Copy the lines verbatim, beginning with the line that contains "of the power" and continuing through the end of the data, and only those lines.

## BEGIN Supplied material

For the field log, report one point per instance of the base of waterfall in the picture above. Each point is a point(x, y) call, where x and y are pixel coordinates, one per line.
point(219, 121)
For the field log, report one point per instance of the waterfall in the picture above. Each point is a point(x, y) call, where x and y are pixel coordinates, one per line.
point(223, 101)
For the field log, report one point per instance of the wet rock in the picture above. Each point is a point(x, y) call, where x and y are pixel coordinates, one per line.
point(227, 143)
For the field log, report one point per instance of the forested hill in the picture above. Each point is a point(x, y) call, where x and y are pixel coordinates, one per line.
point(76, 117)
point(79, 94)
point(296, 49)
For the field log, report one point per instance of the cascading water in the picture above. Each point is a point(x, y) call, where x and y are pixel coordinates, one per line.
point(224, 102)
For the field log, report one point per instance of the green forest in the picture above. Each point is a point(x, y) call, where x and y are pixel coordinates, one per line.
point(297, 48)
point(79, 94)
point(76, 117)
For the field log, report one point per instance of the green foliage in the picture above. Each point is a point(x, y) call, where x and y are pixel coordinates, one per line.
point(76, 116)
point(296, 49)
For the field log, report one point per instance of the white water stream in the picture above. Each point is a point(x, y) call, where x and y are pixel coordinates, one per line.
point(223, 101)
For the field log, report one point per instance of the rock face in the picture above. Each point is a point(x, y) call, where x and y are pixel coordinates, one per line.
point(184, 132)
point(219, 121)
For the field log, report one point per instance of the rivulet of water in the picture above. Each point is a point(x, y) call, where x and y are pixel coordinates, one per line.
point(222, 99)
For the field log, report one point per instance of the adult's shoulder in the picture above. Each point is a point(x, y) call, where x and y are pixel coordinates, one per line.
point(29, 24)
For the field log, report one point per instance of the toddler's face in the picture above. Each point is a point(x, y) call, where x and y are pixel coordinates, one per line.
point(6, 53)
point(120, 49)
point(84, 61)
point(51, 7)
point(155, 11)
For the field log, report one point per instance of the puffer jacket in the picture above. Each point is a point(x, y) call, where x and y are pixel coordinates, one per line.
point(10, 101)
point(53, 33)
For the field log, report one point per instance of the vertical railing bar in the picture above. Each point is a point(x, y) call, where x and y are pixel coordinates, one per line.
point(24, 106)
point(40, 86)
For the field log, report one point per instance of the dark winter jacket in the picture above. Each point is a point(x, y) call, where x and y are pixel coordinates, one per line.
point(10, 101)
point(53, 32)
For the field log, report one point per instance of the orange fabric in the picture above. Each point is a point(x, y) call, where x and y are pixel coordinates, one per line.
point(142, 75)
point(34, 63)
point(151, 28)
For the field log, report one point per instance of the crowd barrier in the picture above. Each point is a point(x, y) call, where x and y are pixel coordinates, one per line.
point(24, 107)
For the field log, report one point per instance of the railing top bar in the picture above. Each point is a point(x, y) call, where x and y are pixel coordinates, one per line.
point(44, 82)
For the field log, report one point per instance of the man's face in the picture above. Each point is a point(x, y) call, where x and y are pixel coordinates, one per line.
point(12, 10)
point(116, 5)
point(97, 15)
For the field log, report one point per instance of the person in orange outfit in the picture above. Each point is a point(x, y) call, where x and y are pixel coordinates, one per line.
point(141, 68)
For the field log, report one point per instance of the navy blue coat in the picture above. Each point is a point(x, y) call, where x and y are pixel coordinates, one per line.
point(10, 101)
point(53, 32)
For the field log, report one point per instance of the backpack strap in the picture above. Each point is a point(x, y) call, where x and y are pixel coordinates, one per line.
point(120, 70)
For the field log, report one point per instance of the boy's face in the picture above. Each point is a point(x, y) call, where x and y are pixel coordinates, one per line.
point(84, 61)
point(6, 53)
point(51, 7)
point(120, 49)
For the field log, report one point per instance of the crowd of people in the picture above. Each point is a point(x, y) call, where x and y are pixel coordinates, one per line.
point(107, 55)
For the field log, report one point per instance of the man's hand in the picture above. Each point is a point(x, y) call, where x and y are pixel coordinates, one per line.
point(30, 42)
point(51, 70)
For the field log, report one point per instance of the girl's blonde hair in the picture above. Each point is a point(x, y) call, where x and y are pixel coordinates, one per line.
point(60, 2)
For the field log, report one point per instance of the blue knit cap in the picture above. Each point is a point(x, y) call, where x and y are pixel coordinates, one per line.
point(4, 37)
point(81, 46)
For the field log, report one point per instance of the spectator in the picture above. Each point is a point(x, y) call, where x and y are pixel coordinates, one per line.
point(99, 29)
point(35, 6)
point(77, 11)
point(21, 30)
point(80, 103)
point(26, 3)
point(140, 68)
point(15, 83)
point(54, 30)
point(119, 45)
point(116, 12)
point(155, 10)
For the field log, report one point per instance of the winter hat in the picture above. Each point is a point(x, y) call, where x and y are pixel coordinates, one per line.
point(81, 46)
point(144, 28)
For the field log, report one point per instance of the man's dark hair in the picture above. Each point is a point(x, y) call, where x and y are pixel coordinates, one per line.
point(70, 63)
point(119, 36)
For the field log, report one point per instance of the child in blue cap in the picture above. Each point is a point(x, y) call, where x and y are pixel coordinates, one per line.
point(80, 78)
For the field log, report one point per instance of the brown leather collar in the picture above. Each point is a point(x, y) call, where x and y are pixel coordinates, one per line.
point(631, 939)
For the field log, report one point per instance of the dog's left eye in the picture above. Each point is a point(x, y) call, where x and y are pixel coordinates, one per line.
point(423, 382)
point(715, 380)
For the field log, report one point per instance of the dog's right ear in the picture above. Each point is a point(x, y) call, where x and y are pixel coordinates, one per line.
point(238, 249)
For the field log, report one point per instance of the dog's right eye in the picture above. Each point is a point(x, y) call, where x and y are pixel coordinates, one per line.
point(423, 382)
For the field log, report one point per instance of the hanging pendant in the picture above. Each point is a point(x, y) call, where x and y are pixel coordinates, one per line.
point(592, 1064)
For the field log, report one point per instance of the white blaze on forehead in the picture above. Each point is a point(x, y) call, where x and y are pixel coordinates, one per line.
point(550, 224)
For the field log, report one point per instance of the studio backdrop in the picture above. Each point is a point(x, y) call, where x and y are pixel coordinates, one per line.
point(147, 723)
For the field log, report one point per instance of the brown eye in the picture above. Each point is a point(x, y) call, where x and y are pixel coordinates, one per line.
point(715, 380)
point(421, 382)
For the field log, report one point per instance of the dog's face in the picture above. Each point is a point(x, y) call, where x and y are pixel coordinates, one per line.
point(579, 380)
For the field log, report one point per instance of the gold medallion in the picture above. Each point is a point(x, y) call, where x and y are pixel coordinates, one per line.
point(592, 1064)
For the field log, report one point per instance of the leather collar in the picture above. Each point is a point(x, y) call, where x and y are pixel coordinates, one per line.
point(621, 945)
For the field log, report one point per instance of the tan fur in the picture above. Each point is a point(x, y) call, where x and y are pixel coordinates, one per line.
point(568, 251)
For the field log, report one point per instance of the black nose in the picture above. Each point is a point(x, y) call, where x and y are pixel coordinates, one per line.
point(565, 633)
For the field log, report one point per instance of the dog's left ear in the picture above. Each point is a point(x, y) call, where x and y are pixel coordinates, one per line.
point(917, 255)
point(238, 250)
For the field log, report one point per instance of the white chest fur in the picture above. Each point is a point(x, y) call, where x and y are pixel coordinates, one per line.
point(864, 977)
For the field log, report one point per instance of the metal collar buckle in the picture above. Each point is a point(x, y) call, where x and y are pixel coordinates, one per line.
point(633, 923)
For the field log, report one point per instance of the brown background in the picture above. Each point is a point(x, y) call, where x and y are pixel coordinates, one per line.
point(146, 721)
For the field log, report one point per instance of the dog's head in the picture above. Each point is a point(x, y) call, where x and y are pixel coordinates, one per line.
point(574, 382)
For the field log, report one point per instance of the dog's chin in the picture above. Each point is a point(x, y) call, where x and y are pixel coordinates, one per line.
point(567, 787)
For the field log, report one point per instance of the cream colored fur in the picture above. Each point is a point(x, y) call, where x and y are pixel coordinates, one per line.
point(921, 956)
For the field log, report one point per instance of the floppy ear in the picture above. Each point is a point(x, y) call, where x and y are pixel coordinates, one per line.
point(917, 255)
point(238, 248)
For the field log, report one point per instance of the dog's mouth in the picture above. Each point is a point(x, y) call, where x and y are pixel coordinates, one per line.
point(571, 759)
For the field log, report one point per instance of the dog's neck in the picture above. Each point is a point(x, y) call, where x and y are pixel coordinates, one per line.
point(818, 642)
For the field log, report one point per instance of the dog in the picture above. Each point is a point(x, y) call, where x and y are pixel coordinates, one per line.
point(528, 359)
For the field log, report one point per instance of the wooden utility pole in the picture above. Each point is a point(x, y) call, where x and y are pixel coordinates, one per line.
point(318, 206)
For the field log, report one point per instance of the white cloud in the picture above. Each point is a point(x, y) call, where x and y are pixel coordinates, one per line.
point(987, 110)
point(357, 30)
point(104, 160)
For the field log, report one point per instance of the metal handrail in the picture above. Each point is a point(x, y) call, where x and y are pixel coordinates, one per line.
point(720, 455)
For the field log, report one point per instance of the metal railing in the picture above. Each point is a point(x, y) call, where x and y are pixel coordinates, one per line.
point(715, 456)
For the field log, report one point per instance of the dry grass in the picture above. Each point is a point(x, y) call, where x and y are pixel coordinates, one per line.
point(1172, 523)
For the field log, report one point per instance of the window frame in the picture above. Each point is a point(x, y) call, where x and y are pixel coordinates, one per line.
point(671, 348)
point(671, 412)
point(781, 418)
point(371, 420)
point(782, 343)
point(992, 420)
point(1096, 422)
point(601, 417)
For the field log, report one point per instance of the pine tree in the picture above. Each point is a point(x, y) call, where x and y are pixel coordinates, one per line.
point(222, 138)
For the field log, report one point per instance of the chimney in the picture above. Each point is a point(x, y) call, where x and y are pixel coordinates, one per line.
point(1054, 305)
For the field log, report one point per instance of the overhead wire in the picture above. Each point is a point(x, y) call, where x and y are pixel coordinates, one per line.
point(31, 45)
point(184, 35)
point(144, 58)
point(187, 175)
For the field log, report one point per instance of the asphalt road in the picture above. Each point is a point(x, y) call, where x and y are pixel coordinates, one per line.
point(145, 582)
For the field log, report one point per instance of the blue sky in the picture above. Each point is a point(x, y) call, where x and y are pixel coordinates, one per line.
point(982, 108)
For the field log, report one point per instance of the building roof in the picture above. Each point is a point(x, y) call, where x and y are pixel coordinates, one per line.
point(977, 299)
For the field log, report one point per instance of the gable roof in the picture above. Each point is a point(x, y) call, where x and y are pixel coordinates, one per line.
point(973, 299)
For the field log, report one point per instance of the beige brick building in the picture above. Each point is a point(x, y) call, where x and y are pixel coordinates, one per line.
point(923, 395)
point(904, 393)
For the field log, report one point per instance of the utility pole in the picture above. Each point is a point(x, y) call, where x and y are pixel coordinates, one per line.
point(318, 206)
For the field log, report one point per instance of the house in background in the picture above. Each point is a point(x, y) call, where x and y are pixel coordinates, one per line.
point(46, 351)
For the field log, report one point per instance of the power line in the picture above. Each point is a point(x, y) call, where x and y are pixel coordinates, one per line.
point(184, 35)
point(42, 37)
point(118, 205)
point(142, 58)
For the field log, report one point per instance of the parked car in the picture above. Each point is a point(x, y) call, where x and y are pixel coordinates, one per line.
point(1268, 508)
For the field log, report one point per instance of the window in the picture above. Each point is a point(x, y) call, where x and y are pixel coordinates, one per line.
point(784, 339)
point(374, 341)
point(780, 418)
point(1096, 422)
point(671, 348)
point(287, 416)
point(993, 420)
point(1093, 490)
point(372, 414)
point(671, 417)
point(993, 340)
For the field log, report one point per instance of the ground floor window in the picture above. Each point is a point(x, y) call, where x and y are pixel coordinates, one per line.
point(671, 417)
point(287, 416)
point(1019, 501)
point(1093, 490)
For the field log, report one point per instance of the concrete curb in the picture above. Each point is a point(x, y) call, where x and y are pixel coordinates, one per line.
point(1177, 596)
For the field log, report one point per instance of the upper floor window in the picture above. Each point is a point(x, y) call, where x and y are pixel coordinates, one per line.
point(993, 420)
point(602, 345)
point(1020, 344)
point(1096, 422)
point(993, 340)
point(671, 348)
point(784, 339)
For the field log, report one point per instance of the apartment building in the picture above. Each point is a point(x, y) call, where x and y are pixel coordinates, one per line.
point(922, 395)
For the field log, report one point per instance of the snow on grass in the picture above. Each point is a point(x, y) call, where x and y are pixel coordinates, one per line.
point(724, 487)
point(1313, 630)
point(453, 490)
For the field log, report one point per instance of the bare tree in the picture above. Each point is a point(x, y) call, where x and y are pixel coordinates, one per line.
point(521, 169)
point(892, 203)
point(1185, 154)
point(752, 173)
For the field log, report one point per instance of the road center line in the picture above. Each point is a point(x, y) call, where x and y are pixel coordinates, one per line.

## END Supplied material

* _Output for this task_
For the field log, report one point per instance of the power line in the picture above. Each point is a point(x, y) call, where x and y are pixel coordinates, one per line.
point(184, 35)
point(42, 37)
point(118, 205)
point(142, 58)
For the field log, report one point per instance of the parked car in the picture above. Each point is a point(x, y) call, where x and y are pixel coordinates, one per line.
point(1268, 508)
For the field log, report one point per instance of the window in the picture above. Each point is a point(x, y) call, where x and y are pixel coordinates, one per line.
point(784, 339)
point(374, 341)
point(780, 418)
point(1096, 422)
point(671, 348)
point(287, 416)
point(993, 420)
point(1093, 490)
point(372, 414)
point(671, 417)
point(993, 340)
For the field log, report one point per instance of the ground floor window in the picture above. Each point is a point(x, y) call, where x and y are pixel coordinates, one per line.
point(671, 417)
point(287, 416)
point(1019, 501)
point(1093, 490)
For the field log, report one point per instance of the concrete curb in the picture above. Each point is a point(x, y) call, where x and y are pixel coordinates, one per line.
point(1177, 596)
For the field log, report one point per instance of the upper floor window in the picture above. Each point is a point(x, y) call, where x and y are pixel coordinates, one per line.
point(993, 420)
point(602, 345)
point(1020, 344)
point(1096, 422)
point(993, 340)
point(671, 348)
point(784, 339)
For the field log, report one point per instance of the apartment building in the picture above. Each point is a point(x, y) call, where x and y are pixel coordinates, one per line.
point(922, 395)
For the field log, report one point per instance of the snow on grass in the picture above. Each point is a point(x, y) call, where x and y are pixel coordinates, one per line.
point(724, 487)
point(1313, 630)
point(453, 490)
For the field log, report one point per instance of the bare tree in the picture above. Each point is a point(x, y) call, where x and y are pixel coordinates, one per line.
point(521, 169)
point(892, 203)
point(1185, 154)
point(752, 173)
For the field log, report one point per instance of the road center line in the picture above. Each point is a point(x, y) call, where x and y are pixel coordinates, one per line.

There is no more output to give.